- [Task statement]: A single number is required: the count of lines in the records below that contain the word "TARGET".

- [Dataset content]:
* * *
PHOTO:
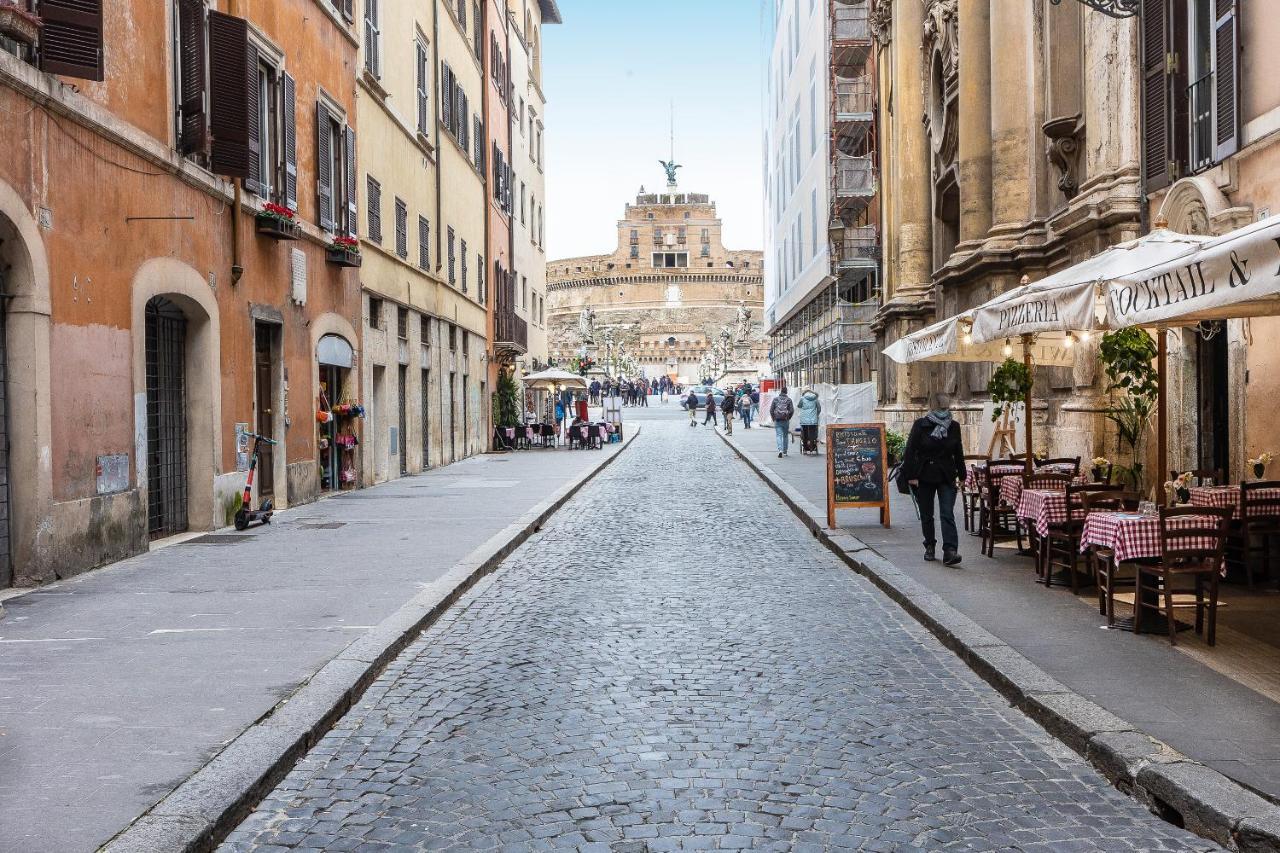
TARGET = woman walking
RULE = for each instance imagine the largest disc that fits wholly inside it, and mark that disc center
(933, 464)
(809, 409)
* * *
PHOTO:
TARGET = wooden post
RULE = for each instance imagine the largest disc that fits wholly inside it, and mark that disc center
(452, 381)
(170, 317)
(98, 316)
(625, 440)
* * *
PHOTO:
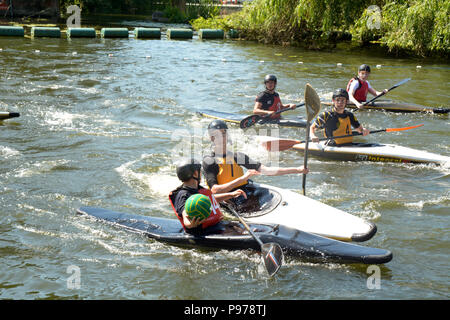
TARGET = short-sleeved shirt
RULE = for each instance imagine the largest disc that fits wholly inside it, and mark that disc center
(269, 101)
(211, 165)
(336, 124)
* * *
- [Answer to this task]: 3